▶ _What the exercise asks_: Show each line below that contains the string "bounding". Match case exactly.

▶ _Data for this task_:
⟨

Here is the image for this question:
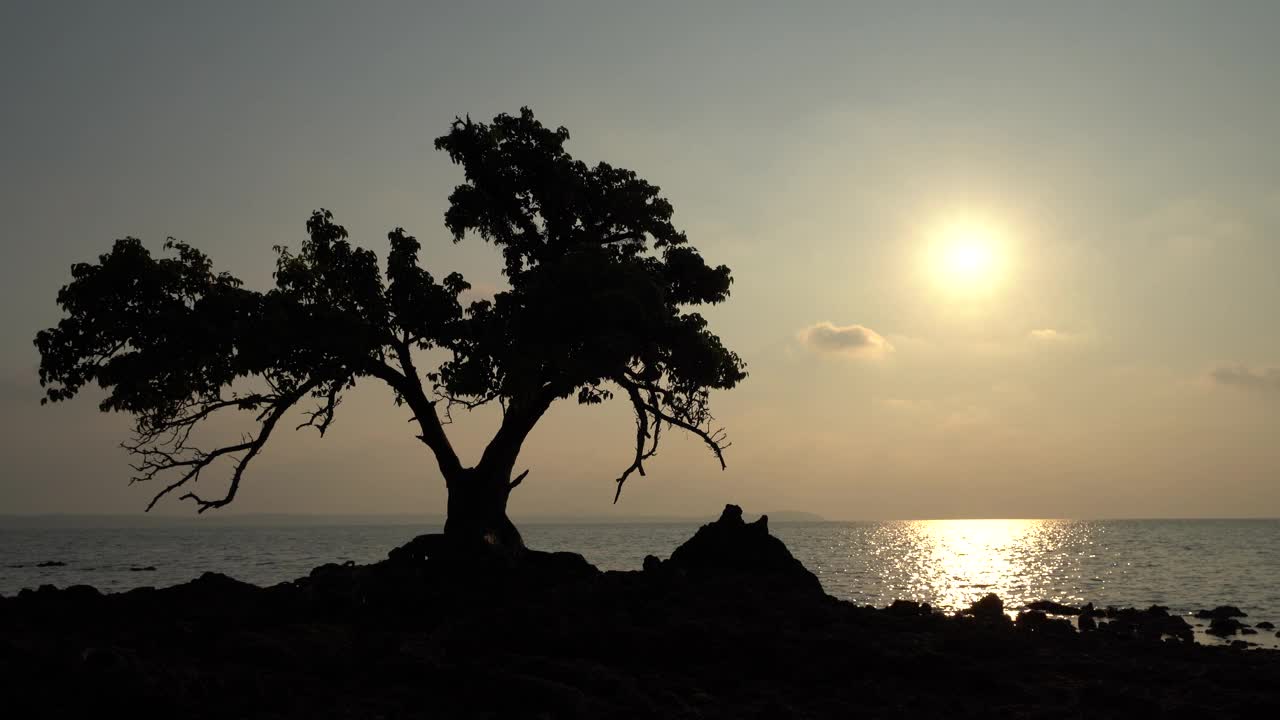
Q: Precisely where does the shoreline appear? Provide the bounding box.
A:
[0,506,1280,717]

⟩
⟨

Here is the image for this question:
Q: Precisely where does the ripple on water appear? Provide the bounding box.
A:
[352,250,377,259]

⟩

▶ _Full output_:
Q: Precisely where does the shoreline appear? Provide the bounding box.
Q: Precisely where does the ripple on water appear? Provide the bounding box.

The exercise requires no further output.